PROVIDED TEXT.
*-*-*
The protocol developer has taken a problem (jamming attacks) that already 
exists and added an additional problem (reputation) which no doubt will be 
addressed by adding an additional problem on top of that and another on top of 
that etc etc.

--
Michael Folkson
Email: michaelfolkson at protonmail.com
Keybase: michaelfolkson
PGP: 43ED C999 9F85 1D40 EAF4 9835 92D6 0159 214C FEE3


--- Original Message ---
On Sunday, December 4th, 2022 at 02:03, Matt Corallo  
wrote:


> 
> On 11/15/22 12:09 PM, Clara Shikhelman wrote:
> 
> > Matt – I don't know that I agree with "... upfront payments kinda kill the 
> > lightning UX ...". I
> > think that upfront fees are almost essential, even outside the context of 
> > jamming. This also helps
> > with probing, general spam, and other aspects. Furthermore, I think that 
> > the UX is very explainable,
> 
> 
> Indeed, it may be explainable, but its still somewhat painful, I think. I do 
> wonder if we can enable
> probing via a non-HTLC message and do immediate pre-send-probing to avoid 
> paying upfront fees on
> paths that will fail.
*-*-*
ENTRIES SUPPLIED.
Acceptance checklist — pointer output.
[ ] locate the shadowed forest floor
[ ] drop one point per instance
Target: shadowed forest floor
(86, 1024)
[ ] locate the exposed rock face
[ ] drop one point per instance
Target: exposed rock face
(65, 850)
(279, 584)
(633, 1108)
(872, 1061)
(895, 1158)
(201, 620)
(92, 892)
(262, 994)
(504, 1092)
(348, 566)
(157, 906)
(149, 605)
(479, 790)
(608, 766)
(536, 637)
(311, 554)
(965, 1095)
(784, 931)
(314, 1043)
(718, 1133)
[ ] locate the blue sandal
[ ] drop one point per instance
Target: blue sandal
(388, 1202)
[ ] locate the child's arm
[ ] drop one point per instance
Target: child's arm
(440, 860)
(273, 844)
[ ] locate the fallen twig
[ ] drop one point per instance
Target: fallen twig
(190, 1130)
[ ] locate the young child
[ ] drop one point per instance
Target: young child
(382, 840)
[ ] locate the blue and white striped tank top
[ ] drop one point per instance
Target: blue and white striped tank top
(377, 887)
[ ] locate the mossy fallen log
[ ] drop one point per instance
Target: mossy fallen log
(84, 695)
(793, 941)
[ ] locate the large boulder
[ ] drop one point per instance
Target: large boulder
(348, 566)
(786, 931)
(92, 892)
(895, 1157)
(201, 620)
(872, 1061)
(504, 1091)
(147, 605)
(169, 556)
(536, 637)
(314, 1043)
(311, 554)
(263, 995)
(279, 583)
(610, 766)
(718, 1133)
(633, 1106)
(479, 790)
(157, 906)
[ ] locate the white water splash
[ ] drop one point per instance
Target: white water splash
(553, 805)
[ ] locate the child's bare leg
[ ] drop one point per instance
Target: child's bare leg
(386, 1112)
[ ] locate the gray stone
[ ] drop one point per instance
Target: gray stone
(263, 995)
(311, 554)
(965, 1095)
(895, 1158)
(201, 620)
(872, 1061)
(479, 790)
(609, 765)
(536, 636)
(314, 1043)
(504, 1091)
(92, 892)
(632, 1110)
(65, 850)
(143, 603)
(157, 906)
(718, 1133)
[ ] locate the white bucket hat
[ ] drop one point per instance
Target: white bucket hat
*-*-*
SHORT EXERCISE 1. Retype the email on jamming attacks word for word, starting at "The protocol developer" and ending at "that etc etc.".
SHORT EXERCISE 2. Write what comes next in the email on jamming attacks, picking up right after its last sentence.
The lines play no part here.

REPLY 1.
The protocol developer has taken a problem (jamming attacks) that already 
exists and added an additional problem (reputation) which no doubt will be 
addressed by adding an additional problem on top of that and another on top of 
that etc etc.

REPLY 2.
> 
> > and in general nodes shouldn't be motivated to send a lot of failed 
> > payments, and should adopt
> > better routing strategies.
> 
> 
> I don't think so - today there are at least three different routing goals to 
> maximize - (a) privacy,
> (b) fees, (c) success rate. For "live" payment, you probably want to lean 
> towards optimizing for
> success rate, and many nodes do today by default. But that isn't the full 
> story - many nodes do
> background rebalancing and they prefer to take paths which optimize for fees, 
> trying many paths they
> think are likely to fail to see if they can rebalance with lower fees. I 
> don't think we should tell
> those users/use-cases that they aren't allowed to do that or they're doing 
> something "wrong" - I
> think choosing to optimize for fees (or, in the future, privacy) is an 
> important thing to allow, and
> ideally make as reliable as possible, without charging extra for it.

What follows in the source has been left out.